━━━━━ RECORDED INFORMATION

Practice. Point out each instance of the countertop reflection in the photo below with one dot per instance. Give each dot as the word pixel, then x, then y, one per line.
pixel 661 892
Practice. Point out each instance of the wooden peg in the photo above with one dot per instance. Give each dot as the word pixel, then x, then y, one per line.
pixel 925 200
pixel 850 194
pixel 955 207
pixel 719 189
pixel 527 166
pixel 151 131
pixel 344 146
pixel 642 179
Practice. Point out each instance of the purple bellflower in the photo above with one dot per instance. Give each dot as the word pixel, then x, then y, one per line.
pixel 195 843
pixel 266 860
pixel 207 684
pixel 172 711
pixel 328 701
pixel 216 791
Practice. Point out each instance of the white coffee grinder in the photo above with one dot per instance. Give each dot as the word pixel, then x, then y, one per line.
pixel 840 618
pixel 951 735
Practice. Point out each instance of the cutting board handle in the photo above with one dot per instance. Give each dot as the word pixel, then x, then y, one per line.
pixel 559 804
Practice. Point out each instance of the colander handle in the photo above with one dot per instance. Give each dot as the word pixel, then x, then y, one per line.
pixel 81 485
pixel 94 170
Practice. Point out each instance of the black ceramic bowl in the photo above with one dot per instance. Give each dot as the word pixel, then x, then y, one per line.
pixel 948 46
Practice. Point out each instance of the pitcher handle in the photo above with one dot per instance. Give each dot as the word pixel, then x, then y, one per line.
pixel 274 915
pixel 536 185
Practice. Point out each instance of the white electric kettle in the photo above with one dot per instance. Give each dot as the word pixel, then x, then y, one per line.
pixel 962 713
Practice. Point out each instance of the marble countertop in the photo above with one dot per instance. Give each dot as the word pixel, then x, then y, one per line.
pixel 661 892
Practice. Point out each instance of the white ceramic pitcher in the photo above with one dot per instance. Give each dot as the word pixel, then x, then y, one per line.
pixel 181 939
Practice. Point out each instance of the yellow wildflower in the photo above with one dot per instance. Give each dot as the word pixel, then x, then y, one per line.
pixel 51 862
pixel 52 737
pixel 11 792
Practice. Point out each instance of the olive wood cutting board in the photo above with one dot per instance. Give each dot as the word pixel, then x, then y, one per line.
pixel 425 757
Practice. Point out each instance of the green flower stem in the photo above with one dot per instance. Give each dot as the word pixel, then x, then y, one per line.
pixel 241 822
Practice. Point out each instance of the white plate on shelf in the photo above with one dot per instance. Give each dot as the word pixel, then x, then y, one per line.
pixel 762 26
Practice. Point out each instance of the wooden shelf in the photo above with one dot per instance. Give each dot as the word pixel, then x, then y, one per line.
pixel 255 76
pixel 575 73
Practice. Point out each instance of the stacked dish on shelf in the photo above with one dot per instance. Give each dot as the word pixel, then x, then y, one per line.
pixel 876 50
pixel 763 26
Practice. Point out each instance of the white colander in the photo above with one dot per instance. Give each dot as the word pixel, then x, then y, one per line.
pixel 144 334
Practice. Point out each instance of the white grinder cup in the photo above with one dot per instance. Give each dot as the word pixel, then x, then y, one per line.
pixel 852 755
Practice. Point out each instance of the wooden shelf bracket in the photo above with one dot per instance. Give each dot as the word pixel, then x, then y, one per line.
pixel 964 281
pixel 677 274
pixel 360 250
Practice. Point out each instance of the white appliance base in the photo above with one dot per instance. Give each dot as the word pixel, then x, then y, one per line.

━━━━━━━━━━

TASK >> Repeat each entry above, keeping every word exact.

PROBLEM SOLUTION >>
Practice. Point out each instance of the countertop reflection in the photo below with one dot per instance. Give each dot as the word pixel, then x, then y, one per line.
pixel 661 892
Practice. Point out each instance of the wooden peg in the photo above with one dot per instance. Give each dot as the word pixel, then x, then y, one per line.
pixel 925 200
pixel 850 194
pixel 955 207
pixel 719 189
pixel 527 166
pixel 151 131
pixel 344 146
pixel 642 179
Practice. Point out each instance of the purple bellflower in the photo above with one dot per instance. Give each dot as the word pixel, then x, then y, one per line.
pixel 195 843
pixel 266 860
pixel 207 684
pixel 172 711
pixel 328 701
pixel 216 791
Practice. Point out each instance of the white coffee grinder in the photo above with one dot per instance. Give each dot as the word pixel, then x, then y, one per line.
pixel 840 618
pixel 951 735
Practice. Point out each instance of the cutting board handle in the photo above with one dot per instance. Give each dot as the word pixel, then x, then y, one per line.
pixel 559 804
Practice. Point out each instance of the colander handle in the photo above with one dot per instance. Give each dot as the word pixel, then x, then y, one per line.
pixel 81 485
pixel 94 170
Practice. Point out each instance of the black ceramic bowl in the photo above with one dot per instance. Give each dot as the word pixel, then x, then y, one per line.
pixel 948 46
Practice. Point out each instance of the pitcher handle in the photo above with one dot per instance. Give each dot as the word pixel, then x, then y, one per line.
pixel 274 915
pixel 536 185
Practice. Point out each instance of the white electric kettle in the photo above with one dot per instance. Give each dot as the word pixel, then x, then y, one per line.
pixel 962 713
Practice. Point out each instance of the marble countertop in the photo above with one dot per instance. Give each dot as the word pixel, then x, then y, one per line.
pixel 661 892
Practice. Point out each instance of the white ceramic pitcher in the photo above with one dot per instance. Give each dot as the word pixel, then x, then y, one per line.
pixel 181 939
Practice. Point out each instance of the yellow wildflower in the photo above with one dot per instance. Give each dot as the word pixel, then x, then y, one per line.
pixel 51 862
pixel 52 737
pixel 11 792
Practice. Point out each instance of the olive wood cutting board in the photo above with one dot per instance. Give each dot as the word pixel, then x, then y, one per line.
pixel 425 757
Practice. Point out each instance of the green flower stem in the photo above with one dot per instance. Give each dot as the word pixel, then x, then y, one per line.
pixel 241 822
Practice. Point out each instance of the white plate on shelf in the photo above with one dot per instance. Give each dot as the word pixel, then x, then y, one per line.
pixel 762 26
Practice. Point out each instance of the wooden shelf in the photo above with one dot per instance. Give each dot as the word pixel, then x, then y, one per line.
pixel 255 76
pixel 575 73
Practice. Point out each instance of the stacked dish on shelf in the photo above with one dot per instance. Give each dot as the word pixel, then x, then y, one per line.
pixel 876 50
pixel 763 26
Practice. Point out each instance of the white colander in the photo above with one dot per instance. Give each dot as the word pixel, then x, then y, one per line.
pixel 144 334
Practice. Point out each instance of the white grinder cup in the photo above with one dot per instance. Give each dot as the word pixel, then x, then y, one per line.
pixel 852 755
Practice. Point out each instance of the wooden shelf bracket in the photo above with one dot per instance. Give each dot as the word pixel, then x, then y, one per line.
pixel 964 281
pixel 677 274
pixel 360 250
Practice. Point out each instance of the white appliance base in the photo above with one dot per instance. Give each dot as the word pixel, then x, then y, one per line.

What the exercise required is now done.